マンションの実勢価格の推定方法は?【固定資産税評価額から建物価格を調べる方法を解説】
この記事でわかること
- 実勢価格と他の不動産の価格の違いがわかる
- 土地・建物の実勢価格の推定方法がわかる
- マンションの実勢価格の考え方が理解できる
マイホームや投資用などマンションの売却を検討する際、一番気になるのは価格ではないでしょうか。
できれば高く売りたいと思う方は多いでしょう。
では、土地や建物、特にマンションの価格はどうやって決まっているのでしょうか。
ショーウインドーに値札が付いて並べられているわけでもなく、分かりづらいのが不動産の価格です。
この記事では不動産の「実勢価格」と呼ばれる価格や、他の「価格」との違いについて詳しく解説します。
自分でマンションの実勢価格を調べるときの注意点もお伝えしますので、マンション売却を検討中の方は、参考にしてください。
実勢価格とは
実勢価格とは、不動産の時価のことで、細かく言うと次の価格です。
実勢価格とは
- ・周辺の類似物件の取引価格
- ・実際に取引されると予測される価格(取引事例がない場合)
売り出す物件と類似の取引事例がなければ、実勢価格は次の要素を考慮して推定します。
- ・周辺類似物件の取引事例
- ・売り出す物件(土地)の公示価格、固定資産税評価額、路線価
不動産の実勢価格を推定するために参考にする公的な価格
発表・確定する公的機関 | 特徴、発表日 | |
---|---|---|
公示地価 | 国土交通省 | 土地取引の指標、3月中旬 |
基準地価 | 都道府県 | 土地取引の指標、9月下旬 |
路線価 | 国税庁 | 相続税路線価、固定資産税路線価、7月上旬 |
固定資産評価額 | 市区町村 | 固定資産税徴収などが目的、4月上旬 |
公示地価と基準地価は国土交通省が発表するのか、都道府県が発表するのかが違いますが、その目的は同じです。
土地部分の実勢価格の推定方法
まず、土地の実勢価格の推定方法を見ていきましょう。
路線価による土地の実勢価格の推定
注意しなければならないのは、マンションの実勢価格を推定する場合でも、敷地の持分についても算出する必要があることです。
マンションの敷地の持分が多ければ多いほど、実勢価格は高くなります。
マンションの専有部分の評価は低い場合でも、敷地持分が多い場合、土地と専有部分の合計額は高くなる可能性もあります。
マンションの実勢価格を知りたい場合は、併せて敷地持分について調べましょう。
敷地全体の実勢価格を算出し、持分を乗じてください。

### [作業内容]
1) マンションの実勢価格に関する本文抜粋によると、基準地価はどこが、いつ発表するものですか。
2) マンションの実勢価格に関する本文抜粋を2文に要約してください。
3) マンションの実勢価格に関する本文抜粋のうち、「ショーウインドーに値札が付い」で始まり「- ・実際に取引されると予測される価格(取引事例がない場合)」で終わる部分を、一字も変えずに出力してください。

### [データ一覧]
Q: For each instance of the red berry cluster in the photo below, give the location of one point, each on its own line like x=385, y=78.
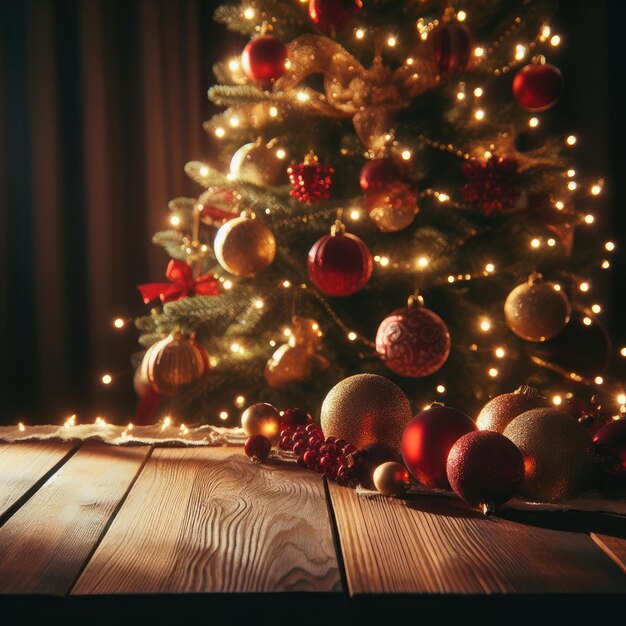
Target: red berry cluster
x=327, y=455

### [解答]
1) 都道府県が9月下旬に発表します。

2) 実勢価格とは不動産の時価のことであり、周辺の類似物件の取引価格、または取引事例がない場合に実際に取引されると予測される価格を指します。類似の取引事例がなければ、周辺類似物件の取引事例や公示価格、固定資産税評価額、路線価を考慮して推定し、マンションの場合は敷地全体の実勢価格に持分を乗じて敷地持分も算出する必要があります。

3)
ショーウインドーに値札が付いて並べられているわけでもなく、分かりづらいのが不動産の価格です。
この記事では不動産の「実勢価格」と呼ばれる価格や、他の「価格」との違いについて詳しく解説します。
自分でマンションの実勢価格を調べるときの注意点もお伝えしますので、マンション売却を検討中の方は、参考にしてください。
実勢価格とは
実勢価格とは、不動産の時価のことで、細かく言うと次の価格です。
実勢価格とは
- ・周辺の類似物件の取引価格
- ・実際に取引されると予測される価格(取引事例がない場合)